[Data records Boundary: Start]

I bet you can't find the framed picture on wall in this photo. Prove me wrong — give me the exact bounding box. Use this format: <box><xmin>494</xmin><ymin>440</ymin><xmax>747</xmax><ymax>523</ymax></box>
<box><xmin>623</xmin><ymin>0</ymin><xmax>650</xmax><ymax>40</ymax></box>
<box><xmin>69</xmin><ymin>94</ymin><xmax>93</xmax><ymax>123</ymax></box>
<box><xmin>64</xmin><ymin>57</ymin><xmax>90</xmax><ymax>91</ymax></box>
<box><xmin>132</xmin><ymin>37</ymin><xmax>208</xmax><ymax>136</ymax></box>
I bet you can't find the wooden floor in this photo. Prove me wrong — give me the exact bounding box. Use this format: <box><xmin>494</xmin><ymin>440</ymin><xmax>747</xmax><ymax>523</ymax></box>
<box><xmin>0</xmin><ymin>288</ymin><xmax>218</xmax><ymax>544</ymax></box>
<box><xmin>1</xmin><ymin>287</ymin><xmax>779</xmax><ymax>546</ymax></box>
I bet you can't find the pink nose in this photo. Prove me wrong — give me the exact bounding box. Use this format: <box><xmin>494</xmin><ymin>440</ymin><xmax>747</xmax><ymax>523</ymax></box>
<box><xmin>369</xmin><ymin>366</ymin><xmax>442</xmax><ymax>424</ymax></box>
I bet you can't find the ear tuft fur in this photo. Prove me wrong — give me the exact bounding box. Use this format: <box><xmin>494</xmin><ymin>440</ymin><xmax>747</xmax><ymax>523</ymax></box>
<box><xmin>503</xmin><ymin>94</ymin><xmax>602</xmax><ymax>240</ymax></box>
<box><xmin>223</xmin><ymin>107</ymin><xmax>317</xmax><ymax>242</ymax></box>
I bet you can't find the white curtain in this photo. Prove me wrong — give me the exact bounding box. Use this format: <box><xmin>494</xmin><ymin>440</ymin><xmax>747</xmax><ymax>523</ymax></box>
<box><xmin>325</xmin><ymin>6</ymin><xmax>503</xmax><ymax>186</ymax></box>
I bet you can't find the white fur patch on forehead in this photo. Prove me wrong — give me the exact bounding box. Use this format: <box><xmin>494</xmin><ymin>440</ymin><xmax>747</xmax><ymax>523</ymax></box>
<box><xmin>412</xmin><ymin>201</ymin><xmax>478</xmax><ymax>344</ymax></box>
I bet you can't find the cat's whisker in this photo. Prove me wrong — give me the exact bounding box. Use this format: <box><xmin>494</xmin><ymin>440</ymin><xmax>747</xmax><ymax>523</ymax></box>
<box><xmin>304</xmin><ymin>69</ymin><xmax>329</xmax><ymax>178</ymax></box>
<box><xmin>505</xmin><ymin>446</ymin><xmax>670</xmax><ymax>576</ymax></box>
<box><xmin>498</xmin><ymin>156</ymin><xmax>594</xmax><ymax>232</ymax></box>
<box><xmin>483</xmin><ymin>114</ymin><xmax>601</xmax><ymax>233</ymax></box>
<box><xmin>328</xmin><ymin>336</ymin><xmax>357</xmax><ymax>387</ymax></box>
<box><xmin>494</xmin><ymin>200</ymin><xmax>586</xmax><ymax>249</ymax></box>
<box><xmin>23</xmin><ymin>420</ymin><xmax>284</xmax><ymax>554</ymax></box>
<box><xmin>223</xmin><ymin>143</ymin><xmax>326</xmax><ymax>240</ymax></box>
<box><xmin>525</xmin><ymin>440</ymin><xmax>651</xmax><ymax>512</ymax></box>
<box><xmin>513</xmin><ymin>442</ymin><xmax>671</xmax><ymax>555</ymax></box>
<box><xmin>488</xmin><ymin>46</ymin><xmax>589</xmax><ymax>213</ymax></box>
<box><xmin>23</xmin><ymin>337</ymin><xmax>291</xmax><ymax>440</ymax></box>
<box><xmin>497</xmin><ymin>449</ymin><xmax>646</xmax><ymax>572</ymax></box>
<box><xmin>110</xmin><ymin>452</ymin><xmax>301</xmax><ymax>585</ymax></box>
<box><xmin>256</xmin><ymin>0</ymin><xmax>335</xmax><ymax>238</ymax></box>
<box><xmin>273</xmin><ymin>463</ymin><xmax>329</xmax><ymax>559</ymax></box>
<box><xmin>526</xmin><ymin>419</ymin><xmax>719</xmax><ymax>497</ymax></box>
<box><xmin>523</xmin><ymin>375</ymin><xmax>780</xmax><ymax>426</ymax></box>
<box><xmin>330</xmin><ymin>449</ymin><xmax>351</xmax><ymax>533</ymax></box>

[Data records Boundary: End]

What is being asked: Each entry above is to be copied out exactly as written.

Exercise output:
I bet you can't find the framed picture on wall in this photo. Prove me wrong — give me the exact bounding box. Use this format: <box><xmin>494</xmin><ymin>440</ymin><xmax>747</xmax><ymax>523</ymax></box>
<box><xmin>623</xmin><ymin>0</ymin><xmax>650</xmax><ymax>40</ymax></box>
<box><xmin>69</xmin><ymin>94</ymin><xmax>93</xmax><ymax>123</ymax></box>
<box><xmin>64</xmin><ymin>57</ymin><xmax>90</xmax><ymax>91</ymax></box>
<box><xmin>132</xmin><ymin>37</ymin><xmax>208</xmax><ymax>136</ymax></box>
I bet you can't find the wooden floor in this photo. Prove me wrong — give me the exact bounding box. Use this format: <box><xmin>494</xmin><ymin>440</ymin><xmax>747</xmax><ymax>523</ymax></box>
<box><xmin>0</xmin><ymin>288</ymin><xmax>218</xmax><ymax>544</ymax></box>
<box><xmin>1</xmin><ymin>287</ymin><xmax>779</xmax><ymax>546</ymax></box>
I bet you can't find the pink nose in this photo. Prove me wrong — give me the exact bounding box. Use this format: <box><xmin>494</xmin><ymin>440</ymin><xmax>747</xmax><ymax>523</ymax></box>
<box><xmin>369</xmin><ymin>366</ymin><xmax>442</xmax><ymax>424</ymax></box>
I bet you can't find the ear tuft fur in this photo. Prove me wrong — give me the exact bounding box. Use this format: <box><xmin>494</xmin><ymin>440</ymin><xmax>747</xmax><ymax>523</ymax></box>
<box><xmin>503</xmin><ymin>94</ymin><xmax>602</xmax><ymax>240</ymax></box>
<box><xmin>223</xmin><ymin>107</ymin><xmax>317</xmax><ymax>242</ymax></box>
I bet you can't find the white curtain in this photo. Prove me wrong — give me the exact bounding box. Use this format: <box><xmin>494</xmin><ymin>440</ymin><xmax>747</xmax><ymax>523</ymax></box>
<box><xmin>325</xmin><ymin>6</ymin><xmax>503</xmax><ymax>186</ymax></box>
I bet you can't find the white fur patch on forehead in this photo. Prove me wrong — give me the exact bounding box. Use this format: <box><xmin>494</xmin><ymin>440</ymin><xmax>747</xmax><ymax>523</ymax></box>
<box><xmin>412</xmin><ymin>201</ymin><xmax>478</xmax><ymax>344</ymax></box>
I bet you can't find the cat's whisker in this photo. Prove me wrong — give me the exact bounding box. Use this format: <box><xmin>494</xmin><ymin>440</ymin><xmax>747</xmax><ymax>523</ymax></box>
<box><xmin>304</xmin><ymin>69</ymin><xmax>329</xmax><ymax>178</ymax></box>
<box><xmin>505</xmin><ymin>446</ymin><xmax>670</xmax><ymax>576</ymax></box>
<box><xmin>498</xmin><ymin>156</ymin><xmax>594</xmax><ymax>232</ymax></box>
<box><xmin>483</xmin><ymin>114</ymin><xmax>601</xmax><ymax>233</ymax></box>
<box><xmin>328</xmin><ymin>336</ymin><xmax>357</xmax><ymax>387</ymax></box>
<box><xmin>494</xmin><ymin>200</ymin><xmax>586</xmax><ymax>249</ymax></box>
<box><xmin>23</xmin><ymin>420</ymin><xmax>284</xmax><ymax>554</ymax></box>
<box><xmin>223</xmin><ymin>143</ymin><xmax>326</xmax><ymax>240</ymax></box>
<box><xmin>525</xmin><ymin>440</ymin><xmax>651</xmax><ymax>512</ymax></box>
<box><xmin>513</xmin><ymin>442</ymin><xmax>671</xmax><ymax>555</ymax></box>
<box><xmin>488</xmin><ymin>46</ymin><xmax>589</xmax><ymax>213</ymax></box>
<box><xmin>23</xmin><ymin>337</ymin><xmax>291</xmax><ymax>440</ymax></box>
<box><xmin>497</xmin><ymin>449</ymin><xmax>646</xmax><ymax>572</ymax></box>
<box><xmin>110</xmin><ymin>452</ymin><xmax>301</xmax><ymax>585</ymax></box>
<box><xmin>256</xmin><ymin>0</ymin><xmax>335</xmax><ymax>238</ymax></box>
<box><xmin>273</xmin><ymin>463</ymin><xmax>329</xmax><ymax>559</ymax></box>
<box><xmin>526</xmin><ymin>419</ymin><xmax>719</xmax><ymax>497</ymax></box>
<box><xmin>523</xmin><ymin>375</ymin><xmax>780</xmax><ymax>426</ymax></box>
<box><xmin>330</xmin><ymin>449</ymin><xmax>351</xmax><ymax>533</ymax></box>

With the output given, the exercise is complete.